Texte fourni
:::

Les habitants permanents de Whistler sont particuliers. L'endurance de certains a de quoi forcer le respect, puisqu'ils passent la majeure partie de leur vie à faire du snowboard, à faire la fête et à baiser – et à travailler, afin d'assouvir leurs envies de débauche. Quand ils sortent, ils endossent souvent des jeans et des hoodies et sont globalement plus couverts que les étudiants américains qui viennent leur rendre visite. « Les week-ends n'existent pas chez nous », m'a expliqué une des habitantes. Elle n'a pas tort : après 48 heures passées à faire la fête avec son groupe d'amis (qu'elle appelle affectueusement « sa famille »), j'ai oublié toute notion du temps. Pourtant, je dormais sur un futon avec deux autres personnes – ce qui a tendance à faire passer les heures plus lentement. Mais quand le vendredi est arrivé, j'ai été subitement ramenée à la réalité.

:::

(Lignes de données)
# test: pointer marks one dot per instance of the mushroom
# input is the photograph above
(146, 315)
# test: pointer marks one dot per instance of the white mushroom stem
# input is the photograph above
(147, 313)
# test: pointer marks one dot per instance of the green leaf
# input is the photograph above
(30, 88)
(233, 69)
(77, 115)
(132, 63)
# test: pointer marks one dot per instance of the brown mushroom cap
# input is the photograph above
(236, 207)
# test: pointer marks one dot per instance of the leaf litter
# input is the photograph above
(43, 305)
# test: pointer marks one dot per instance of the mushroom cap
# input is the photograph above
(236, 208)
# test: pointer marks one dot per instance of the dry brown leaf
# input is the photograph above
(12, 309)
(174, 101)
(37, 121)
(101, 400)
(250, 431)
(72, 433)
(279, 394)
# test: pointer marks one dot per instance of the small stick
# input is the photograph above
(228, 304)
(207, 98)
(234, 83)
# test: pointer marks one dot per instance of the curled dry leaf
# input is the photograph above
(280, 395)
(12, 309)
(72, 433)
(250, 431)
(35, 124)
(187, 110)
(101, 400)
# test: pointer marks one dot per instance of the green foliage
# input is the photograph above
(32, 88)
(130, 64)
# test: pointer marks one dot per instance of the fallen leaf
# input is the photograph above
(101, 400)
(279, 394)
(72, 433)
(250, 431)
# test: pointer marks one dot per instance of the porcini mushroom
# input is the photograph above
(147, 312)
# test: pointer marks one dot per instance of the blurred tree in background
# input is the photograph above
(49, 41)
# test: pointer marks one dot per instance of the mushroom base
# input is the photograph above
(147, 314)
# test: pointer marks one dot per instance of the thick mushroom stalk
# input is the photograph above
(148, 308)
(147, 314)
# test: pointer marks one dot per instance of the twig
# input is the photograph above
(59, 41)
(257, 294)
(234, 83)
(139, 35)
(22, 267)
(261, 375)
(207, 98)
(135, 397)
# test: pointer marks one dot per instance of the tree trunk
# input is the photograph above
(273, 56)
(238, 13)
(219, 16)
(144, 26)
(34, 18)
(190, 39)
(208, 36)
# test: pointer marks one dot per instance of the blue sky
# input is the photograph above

:::

Recopiez à l'identique le passage du texte sur Whistler qui va de « Les habitants permanents » jusqu'à « à la réalité. » inclus.

Les habitants permanents de Whistler sont particuliers. L'endurance de certains a de quoi forcer le respect, puisqu'ils passent la majeure partie de leur vie à faire du snowboard, à faire la fête et à baiser – et à travailler, afin d'assouvir leurs envies de débauche. Quand ils sortent, ils endossent souvent des jeans et des hoodies et sont globalement plus couverts que les étudiants américains qui viennent leur rendre visite. « Les week-ends n'existent pas chez nous », m'a expliqué une des habitantes. Elle n'a pas tort : après 48 heures passées à faire la fête avec son groupe d'amis (qu'elle appelle affectueusement « sa famille »), j'ai oublié toute notion du temps. Pourtant, je dormais sur un futon avec deux autres personnes – ce qui a tendance à faire passer les heures plus lentement. Mais quand le vendredi est arrivé, j'ai été subitement ramenée à la réalité.